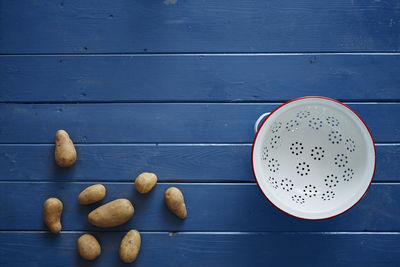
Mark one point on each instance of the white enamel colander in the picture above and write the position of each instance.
(313, 157)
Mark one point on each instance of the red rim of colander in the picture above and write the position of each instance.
(255, 138)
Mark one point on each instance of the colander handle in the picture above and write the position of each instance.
(259, 120)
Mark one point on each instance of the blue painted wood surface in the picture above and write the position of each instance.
(210, 249)
(245, 77)
(211, 207)
(171, 162)
(98, 26)
(162, 122)
(174, 87)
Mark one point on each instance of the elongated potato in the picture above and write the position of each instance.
(175, 202)
(92, 194)
(64, 153)
(145, 182)
(130, 246)
(88, 247)
(52, 210)
(112, 214)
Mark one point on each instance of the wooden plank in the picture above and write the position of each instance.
(161, 122)
(173, 162)
(209, 249)
(198, 26)
(211, 207)
(199, 78)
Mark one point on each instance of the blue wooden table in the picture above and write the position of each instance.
(174, 87)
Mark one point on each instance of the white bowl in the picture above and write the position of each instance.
(313, 158)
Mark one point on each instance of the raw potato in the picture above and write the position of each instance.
(65, 153)
(175, 202)
(92, 194)
(145, 182)
(52, 210)
(130, 246)
(112, 214)
(88, 247)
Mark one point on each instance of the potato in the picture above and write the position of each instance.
(130, 246)
(145, 182)
(88, 247)
(52, 210)
(92, 194)
(175, 202)
(112, 214)
(64, 153)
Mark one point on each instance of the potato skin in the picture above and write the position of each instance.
(52, 210)
(92, 194)
(130, 246)
(112, 214)
(175, 202)
(64, 153)
(88, 247)
(145, 182)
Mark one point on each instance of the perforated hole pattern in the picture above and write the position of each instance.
(335, 137)
(276, 126)
(287, 185)
(332, 121)
(348, 174)
(273, 182)
(317, 153)
(275, 141)
(303, 168)
(350, 145)
(331, 180)
(273, 165)
(303, 114)
(328, 195)
(341, 160)
(296, 148)
(310, 191)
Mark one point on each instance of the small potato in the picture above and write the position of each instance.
(145, 182)
(52, 210)
(112, 214)
(64, 153)
(88, 247)
(175, 202)
(92, 194)
(130, 246)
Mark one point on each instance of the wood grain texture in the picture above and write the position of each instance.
(211, 207)
(198, 77)
(198, 26)
(165, 122)
(209, 249)
(171, 162)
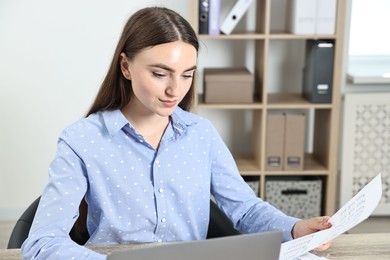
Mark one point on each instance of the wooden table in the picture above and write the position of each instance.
(352, 247)
(374, 246)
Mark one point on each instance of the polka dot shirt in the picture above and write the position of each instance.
(136, 193)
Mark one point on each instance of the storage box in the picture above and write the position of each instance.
(274, 143)
(296, 197)
(294, 142)
(228, 85)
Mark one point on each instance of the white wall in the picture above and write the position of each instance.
(53, 57)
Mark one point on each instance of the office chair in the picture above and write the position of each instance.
(219, 225)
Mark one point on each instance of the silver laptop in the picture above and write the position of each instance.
(257, 246)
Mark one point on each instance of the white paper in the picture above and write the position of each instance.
(310, 256)
(352, 213)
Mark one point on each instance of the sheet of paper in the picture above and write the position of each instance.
(352, 213)
(310, 256)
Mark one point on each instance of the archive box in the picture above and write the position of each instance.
(228, 85)
(299, 197)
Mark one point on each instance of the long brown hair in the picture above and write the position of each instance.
(147, 27)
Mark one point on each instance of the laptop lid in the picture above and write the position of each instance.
(257, 246)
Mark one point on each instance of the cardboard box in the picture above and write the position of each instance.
(228, 85)
(275, 142)
(300, 198)
(294, 142)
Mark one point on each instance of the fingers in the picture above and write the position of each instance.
(324, 223)
(324, 246)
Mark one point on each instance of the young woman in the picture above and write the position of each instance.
(145, 165)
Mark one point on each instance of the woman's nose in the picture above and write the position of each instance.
(174, 86)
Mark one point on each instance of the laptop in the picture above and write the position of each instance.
(259, 246)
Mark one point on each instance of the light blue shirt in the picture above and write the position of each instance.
(138, 194)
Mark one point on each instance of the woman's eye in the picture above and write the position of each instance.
(158, 75)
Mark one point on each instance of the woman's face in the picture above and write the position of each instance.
(161, 76)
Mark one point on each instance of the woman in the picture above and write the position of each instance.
(146, 166)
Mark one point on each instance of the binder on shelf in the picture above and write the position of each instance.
(326, 17)
(214, 14)
(235, 15)
(311, 16)
(318, 71)
(275, 142)
(294, 142)
(203, 16)
(302, 16)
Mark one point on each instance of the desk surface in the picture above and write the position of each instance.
(352, 246)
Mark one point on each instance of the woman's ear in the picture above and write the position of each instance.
(125, 66)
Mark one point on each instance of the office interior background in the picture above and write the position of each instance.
(54, 55)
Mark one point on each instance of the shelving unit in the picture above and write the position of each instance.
(275, 94)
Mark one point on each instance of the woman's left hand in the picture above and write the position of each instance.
(308, 226)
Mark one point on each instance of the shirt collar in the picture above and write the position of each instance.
(114, 120)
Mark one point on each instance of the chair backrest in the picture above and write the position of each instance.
(219, 225)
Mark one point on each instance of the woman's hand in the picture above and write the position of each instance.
(308, 226)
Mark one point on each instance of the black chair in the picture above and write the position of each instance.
(219, 225)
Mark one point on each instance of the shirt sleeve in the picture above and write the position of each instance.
(233, 195)
(58, 210)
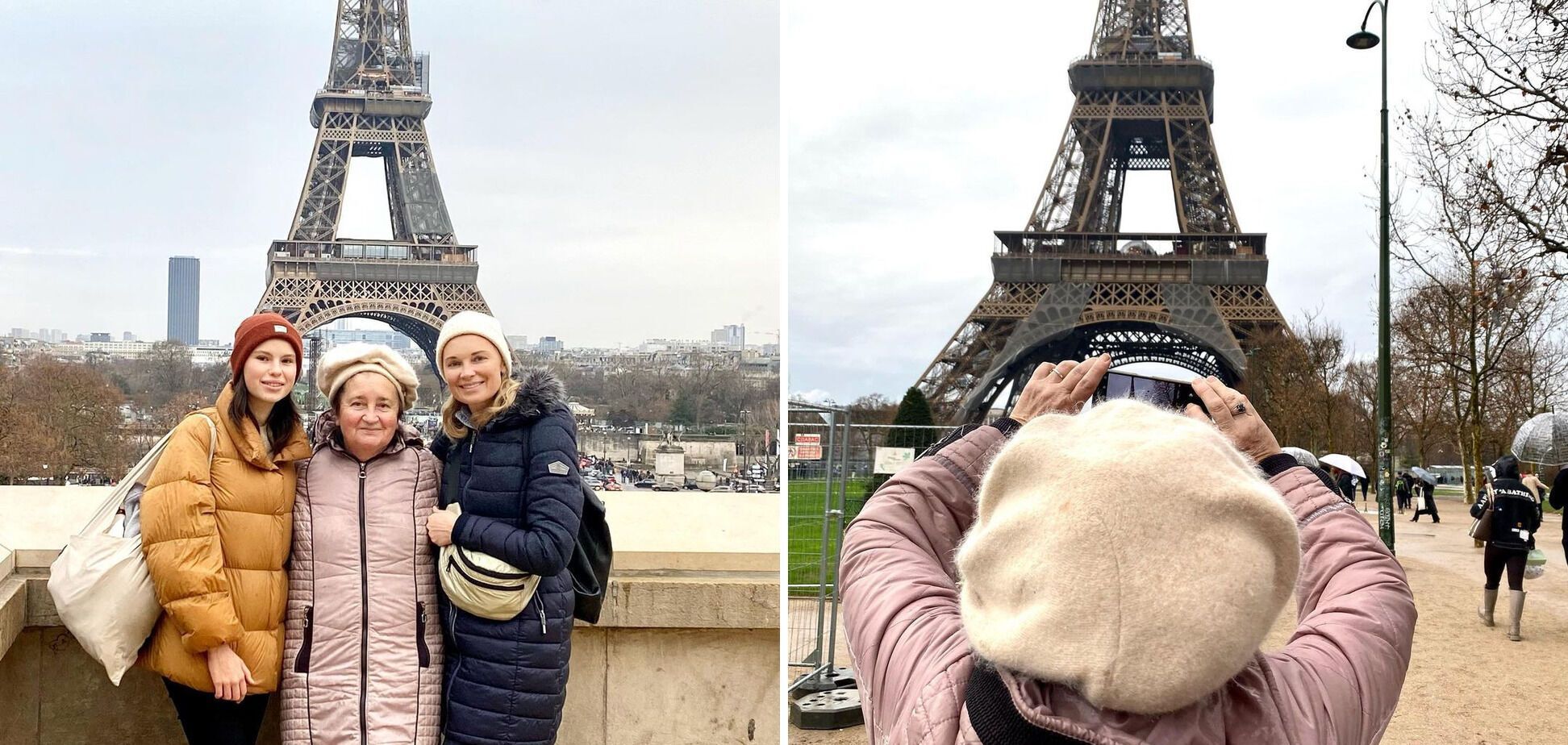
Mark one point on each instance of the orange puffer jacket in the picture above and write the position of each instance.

> **What is required**:
Set the records down again exactly as given, and leave the pictures out.

> **Solved problem**:
Mark one point on each instance of the white enamel colander in the picture above and write the position of each instance.
(313, 157)
Mark one point on each instance of the red rim of colander in the picture above and write the position of each instance.
(255, 138)
Mark one point on each instance of the colander handle in the picture above and write the position of each instance.
(259, 120)
Mark one point on each instance of the blue painted wood surface in the picture above and write the position of each instance.
(210, 249)
(245, 77)
(211, 207)
(171, 162)
(98, 26)
(162, 122)
(174, 87)
Mark one point on each instance of the elongated potato in the picture above and write the position of each instance.
(175, 202)
(92, 194)
(64, 153)
(145, 182)
(130, 246)
(88, 247)
(52, 210)
(112, 214)
Mark one point on each instance of the wooden plank in the picture above and write the position of each instance.
(161, 122)
(173, 162)
(209, 249)
(198, 26)
(211, 207)
(199, 78)
Mark one point on each instance of the blue wooden table in the picture above and write the position of each instance.
(174, 87)
Mark one point on each instance of the white bowl in the picture above and write the position of each instance.
(313, 158)
Mark one point on each instance of the raw potato in the picture above and write the position of each instance.
(65, 153)
(175, 202)
(92, 194)
(145, 182)
(52, 210)
(130, 246)
(112, 214)
(88, 247)
Mark one point on each instance of the potato in the picture above and write the position of each instance.
(130, 246)
(145, 182)
(88, 247)
(52, 210)
(92, 194)
(175, 202)
(112, 214)
(64, 153)
Mark one point on each instance of the potato skin in the picture above and write the position of each instance.
(52, 210)
(92, 194)
(130, 246)
(112, 214)
(175, 202)
(64, 153)
(88, 247)
(145, 182)
Mark one point on each instance of the perforated hole pattern in the picture above and write the position of each instance.
(335, 137)
(276, 126)
(287, 185)
(332, 121)
(348, 174)
(273, 182)
(317, 153)
(275, 141)
(303, 168)
(350, 145)
(331, 180)
(273, 165)
(303, 114)
(328, 195)
(341, 160)
(296, 148)
(310, 191)
Mark one point on each instance of the small potato in the picture above and write the position of each instance.
(145, 182)
(52, 210)
(112, 214)
(64, 153)
(88, 247)
(175, 202)
(92, 194)
(130, 246)
Mark one point on each instance of the wood grain texture in the picture above and write the position of each instance.
(211, 207)
(198, 77)
(198, 26)
(165, 122)
(209, 249)
(171, 162)
Mark one point on each instance of the wooden table in the picture above and write the position of each instance.
(352, 247)
(374, 246)
Mark one point on each instance of the polka dot shirt in the picture above and write the position of each instance.
(136, 193)
Mark one point on each instance of the storage box in the picture above and write the position of each instance.
(274, 143)
(296, 197)
(294, 142)
(228, 85)
Mark one point on each instance of the white wall in the picture above and write the position of each instance.
(53, 57)
Mark one point on each instance of the office chair in the picture above and write the position of each instance.
(219, 225)
Mark one point on each instance of the silver laptop in the picture above and write the position of each instance.
(257, 246)
Mark one point on each instance of the white paper in the picture above and write the position of each instance.
(310, 256)
(352, 213)
Mark one point on each instance of the sheet of paper in the picture above and write the position of each instance.
(352, 213)
(310, 256)
Mark one point on each instance of the archive box in the picture above and write the position of each instance.
(228, 85)
(299, 197)
Mark one point on each instance of the long brown hair in the picture above and write the position of each instance.
(147, 27)
Mark one point on each instance of the laptop lid in the picture above and write the position of each instance.
(257, 246)
Mark one point on each instance of the cardboard box in the picture above and write the position of each instance.
(228, 85)
(275, 142)
(300, 198)
(294, 142)
Mark one point on each instance of the fingers in the picture above and write the position of each instance.
(324, 223)
(324, 246)
Mark one point on each instance of the young woman in the picture above and write the position of each instance.
(145, 165)
Mark one point on each instance of the woman's nose in the picture above and write the position of each instance.
(174, 86)
Mark one point on each instance of the laptop in the picture above and write the position of each instance.
(259, 246)
Mark one point on each instance of the light blue shirt in the picture above and write the position of each instance.
(138, 194)
Mark one point on each instance of the woman's eye in the picture above and write the position of each instance.
(158, 75)
Mark one point on each instance of the woman's face in the picture above and write the position of each instance.
(161, 76)
Mark one point on each instance of the woman in the picture above and write the position of each instance.
(146, 166)
Mark one point on each instance of the binder on shelf in the picture above and write the position of each instance.
(326, 17)
(214, 14)
(235, 15)
(311, 16)
(318, 71)
(275, 142)
(294, 142)
(203, 16)
(302, 16)
Mark one point on each instance of the desk surface in the picture above and write the position of each instance.
(352, 246)
Mark one point on each instance of the woman's ear in the picture above and write the position of each instance.
(125, 66)
Mark one point on each instance of the office interior background in the picture above and write the position of each instance.
(54, 55)
Mark one point on each instance of the shelving unit in the picture above and write the position of each instance.
(275, 94)
Mark one point on each instance of the woman's left hand in the picture above and write the position of each instance.
(308, 226)
Mark one point on each instance of the shirt collar in the picture above and write the position of each instance.
(114, 120)
Mark one point on each instance of the chair backrest in the picture above and write the position of each instance.
(219, 225)
Mark one point on each instance of the woman's hand in the picture above and write the position of each instance.
(308, 226)
Mark one point on each instance of the black chair in the picture above and write the position of each instance.
(219, 225)
Mark one point on each instance of the shirt sleeve in the picture above and write the position of each instance.
(233, 195)
(58, 210)
Mark one point on each instance of the orange puffer jacket in the picture above and write the position of each instance.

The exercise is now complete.